DIRECTION: Please write out exactly the lines that begin at the line containing "waterfall, then give the position of each instance." and run to the end of the records.

DATASET RECORDS:

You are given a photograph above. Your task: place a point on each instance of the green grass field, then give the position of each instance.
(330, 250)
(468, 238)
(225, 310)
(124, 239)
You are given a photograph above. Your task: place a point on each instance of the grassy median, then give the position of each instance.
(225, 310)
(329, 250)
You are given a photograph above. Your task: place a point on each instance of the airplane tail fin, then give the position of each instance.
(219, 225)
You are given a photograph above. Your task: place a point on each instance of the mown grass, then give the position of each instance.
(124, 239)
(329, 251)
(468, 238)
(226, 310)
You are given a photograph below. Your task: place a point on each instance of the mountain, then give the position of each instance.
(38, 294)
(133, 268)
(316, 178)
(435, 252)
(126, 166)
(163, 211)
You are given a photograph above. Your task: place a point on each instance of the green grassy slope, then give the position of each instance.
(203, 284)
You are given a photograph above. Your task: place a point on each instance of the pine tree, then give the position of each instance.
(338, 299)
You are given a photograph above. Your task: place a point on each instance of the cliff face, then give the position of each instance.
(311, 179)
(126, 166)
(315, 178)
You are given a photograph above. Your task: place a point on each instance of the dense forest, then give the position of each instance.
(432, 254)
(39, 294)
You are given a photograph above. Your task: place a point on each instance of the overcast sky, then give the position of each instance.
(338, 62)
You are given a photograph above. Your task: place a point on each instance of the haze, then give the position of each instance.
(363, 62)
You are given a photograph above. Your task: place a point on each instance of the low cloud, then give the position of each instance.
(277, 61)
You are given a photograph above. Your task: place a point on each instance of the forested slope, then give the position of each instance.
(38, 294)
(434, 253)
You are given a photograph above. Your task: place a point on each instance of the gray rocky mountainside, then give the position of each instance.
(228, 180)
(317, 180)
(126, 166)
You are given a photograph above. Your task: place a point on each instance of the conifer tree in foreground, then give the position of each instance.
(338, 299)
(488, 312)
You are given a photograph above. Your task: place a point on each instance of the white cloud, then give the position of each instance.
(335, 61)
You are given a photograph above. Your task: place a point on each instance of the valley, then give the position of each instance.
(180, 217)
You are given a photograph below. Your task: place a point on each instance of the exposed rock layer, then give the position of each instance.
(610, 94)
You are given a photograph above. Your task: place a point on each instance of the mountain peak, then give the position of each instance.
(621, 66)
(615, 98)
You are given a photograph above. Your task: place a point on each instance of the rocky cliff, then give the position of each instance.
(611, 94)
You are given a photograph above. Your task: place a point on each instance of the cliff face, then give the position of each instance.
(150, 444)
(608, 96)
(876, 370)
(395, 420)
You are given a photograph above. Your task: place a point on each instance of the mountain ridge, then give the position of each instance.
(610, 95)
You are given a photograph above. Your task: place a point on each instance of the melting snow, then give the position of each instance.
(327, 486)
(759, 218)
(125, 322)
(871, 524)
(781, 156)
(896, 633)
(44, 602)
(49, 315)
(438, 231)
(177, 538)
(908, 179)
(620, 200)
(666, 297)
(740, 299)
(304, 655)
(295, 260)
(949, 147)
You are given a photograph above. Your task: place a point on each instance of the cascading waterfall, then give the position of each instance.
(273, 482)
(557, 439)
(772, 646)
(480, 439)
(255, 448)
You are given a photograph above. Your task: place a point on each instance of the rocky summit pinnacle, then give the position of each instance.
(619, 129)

THE RESPONSE:
You are given a photograph above. Your task: place a point on each instance of the cascading waterfall, then give the position of each instance.
(273, 482)
(557, 439)
(772, 646)
(480, 439)
(255, 448)
You are given a photograph above. Your task: place a point on each instance of the rocky summit pinnacle, then give the position of each instance.
(619, 129)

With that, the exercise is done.